EXERCISE DIRECTIONS:
Leaving the images behind, copy every line of the records exactly.

DATA SHOWN:
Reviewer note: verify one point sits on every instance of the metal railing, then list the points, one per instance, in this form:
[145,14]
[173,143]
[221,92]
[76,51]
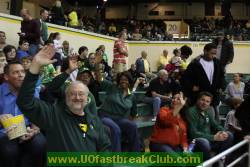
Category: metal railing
[221,156]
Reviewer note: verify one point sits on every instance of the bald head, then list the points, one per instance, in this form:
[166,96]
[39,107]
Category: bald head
[77,97]
[163,75]
[25,14]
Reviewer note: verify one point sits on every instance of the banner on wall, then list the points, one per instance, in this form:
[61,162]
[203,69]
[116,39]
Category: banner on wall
[177,28]
[173,27]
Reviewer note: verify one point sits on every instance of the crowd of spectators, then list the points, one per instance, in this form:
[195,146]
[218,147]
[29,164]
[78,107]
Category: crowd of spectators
[57,91]
[201,29]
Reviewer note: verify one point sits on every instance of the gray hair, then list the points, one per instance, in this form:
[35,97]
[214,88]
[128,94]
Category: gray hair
[162,72]
[86,89]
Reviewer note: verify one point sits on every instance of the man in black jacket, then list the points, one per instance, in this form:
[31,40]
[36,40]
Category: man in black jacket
[204,73]
[225,50]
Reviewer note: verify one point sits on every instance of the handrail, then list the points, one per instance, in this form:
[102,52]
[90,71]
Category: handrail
[221,155]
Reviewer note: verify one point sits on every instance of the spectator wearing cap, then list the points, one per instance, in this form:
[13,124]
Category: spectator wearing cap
[175,62]
[10,53]
[3,62]
[22,49]
[163,60]
[32,144]
[225,50]
[2,40]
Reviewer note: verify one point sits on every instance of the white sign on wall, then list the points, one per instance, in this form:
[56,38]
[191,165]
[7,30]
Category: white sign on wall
[173,27]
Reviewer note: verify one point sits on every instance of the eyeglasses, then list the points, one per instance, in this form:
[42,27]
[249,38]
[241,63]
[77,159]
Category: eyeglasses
[79,94]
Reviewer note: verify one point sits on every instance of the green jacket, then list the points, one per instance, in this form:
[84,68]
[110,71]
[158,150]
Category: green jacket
[57,88]
[115,104]
[202,126]
[62,129]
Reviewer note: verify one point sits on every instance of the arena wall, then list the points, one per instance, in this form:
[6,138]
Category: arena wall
[77,38]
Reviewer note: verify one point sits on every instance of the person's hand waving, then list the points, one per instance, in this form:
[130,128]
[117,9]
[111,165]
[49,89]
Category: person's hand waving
[42,58]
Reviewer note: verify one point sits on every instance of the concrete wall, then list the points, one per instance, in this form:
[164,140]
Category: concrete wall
[77,38]
[5,6]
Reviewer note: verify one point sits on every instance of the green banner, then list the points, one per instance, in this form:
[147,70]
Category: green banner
[123,158]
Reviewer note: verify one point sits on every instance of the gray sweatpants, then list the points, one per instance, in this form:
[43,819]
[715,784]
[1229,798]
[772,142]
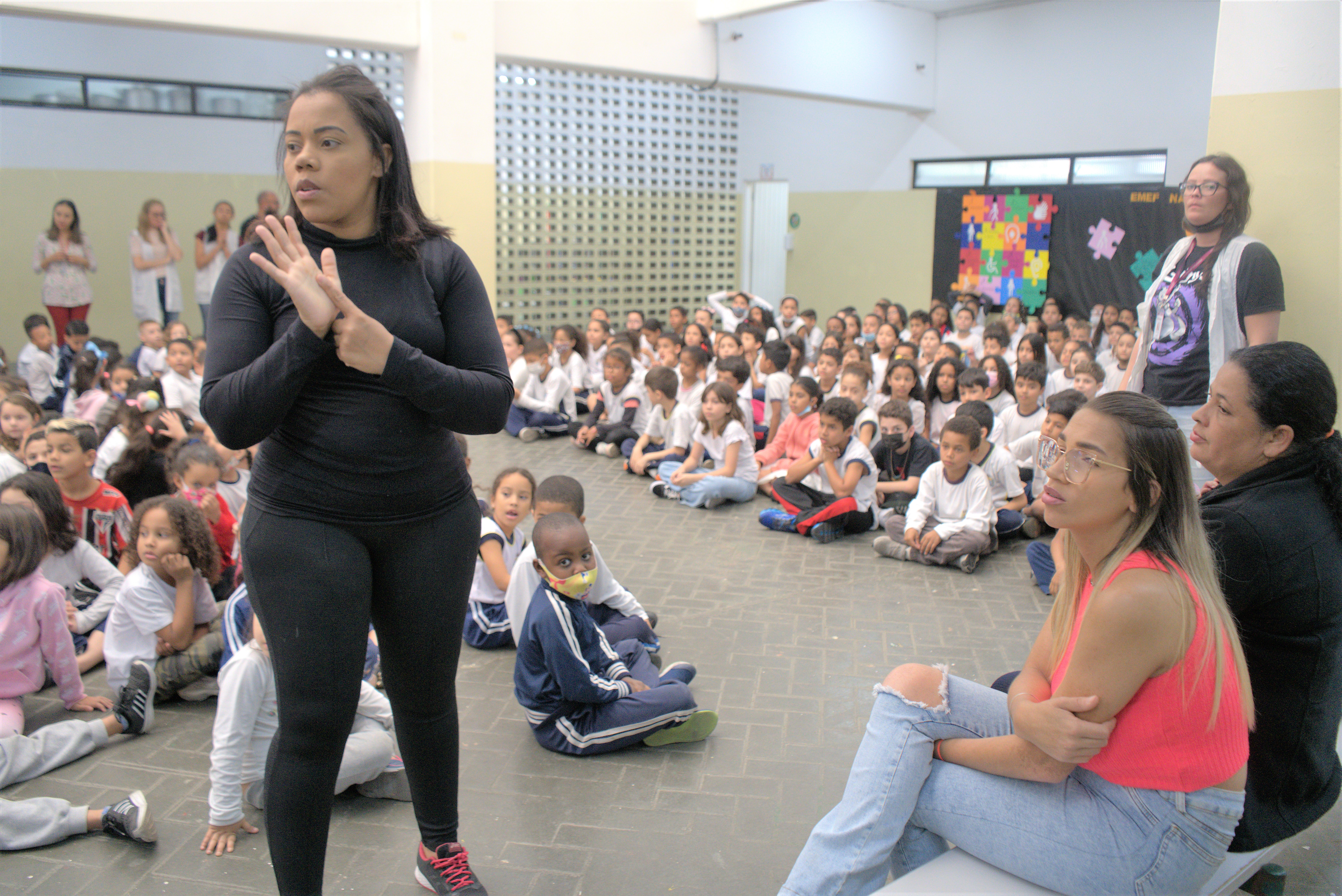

EXPECTED ANSWER:
Reviewer note: verify one point sits on every instance of the metal railing, then list the points, one per instance, in this form:
[145,14]
[173,143]
[221,92]
[76,51]
Category: metal railing
[221,156]
Reviewer note: verify one point sits on every instance of the bald head, then list the points, one per instance, in this form:
[166,96]
[39,107]
Category: bald head
[77,97]
[163,75]
[25,14]
Reviewer note: verify one point sits on every instance of the banner on wall, then list the points, one per instance, in this form:
[61,162]
[203,69]
[116,39]
Category: banner on wall
[177,28]
[173,27]
Reviewer note: verify one point sits on every instance of the crowd of spectators, then list the points, one per instance, in this form:
[195,146]
[218,147]
[29,164]
[78,107]
Category: crowd of spectators
[57,91]
[201,29]
Reviewer note: verify one point sits on every instance of the gray hair, then list the points, one per instance, in this form:
[35,97]
[214,88]
[128,94]
Category: gray hair
[162,72]
[86,89]
Reviewer note: verify one point sits on every instance of the man in black jacket, then list the points, one per instance, in this form:
[31,40]
[36,40]
Category: man in black jacket
[204,73]
[225,50]
Reviewer note: verify one point sits on every instance of the handrail, then list the points, one per instance, in this form:
[102,52]
[90,71]
Category: handrail
[221,155]
Reviewer note: verify one point sits on every instance of the spectator wearing cap, then list the points, one per instance, in this form:
[13,124]
Category: spectator wearing cap
[175,62]
[10,53]
[3,62]
[22,49]
[163,60]
[32,144]
[225,50]
[2,40]
Reviewer note: verify one point sits on every instance of the white sign on wall, then list the points, one per instance, in this form:
[56,38]
[191,165]
[7,30]
Category: white sign on wall
[173,27]
Reviewer note: verify one point sits on every instance of the eyeglasses, then list the points, one per instance, in this form:
[42,27]
[249,38]
[241,63]
[77,159]
Category: eyeglasses
[79,94]
Reviewer note: verify one point sits on every instance of the green jacket, then list the points, one per instance, in this form:
[84,68]
[110,71]
[158,150]
Category: green jacket
[57,88]
[115,104]
[202,126]
[62,129]
Reviewer note: verify one point sits on every instance of the arena wall, then list the points, one per instance, in this form:
[6,138]
Category: arena wall
[77,38]
Reviewer note: verify one point sits on every instance of the person's hand waving, then list the points, one per instance, in this form:
[130,128]
[117,9]
[111,165]
[49,89]
Category: person's hand waving
[42,58]
Reviewer note: verify one point sits on every instance of the concrete wall, then list the points, one per instance, in this form:
[164,140]
Category: concrete wall
[77,38]
[5,6]
Reviewer note: verify one point sits on every instance of the green banner, then list the points, one per instance, in this form:
[147,70]
Category: green banner
[123,158]
Reviewer note: verify one point sits on every instance of the gray sweatpants, then list the points, one per instance, in this form:
[43,819]
[715,784]
[1229,798]
[772,142]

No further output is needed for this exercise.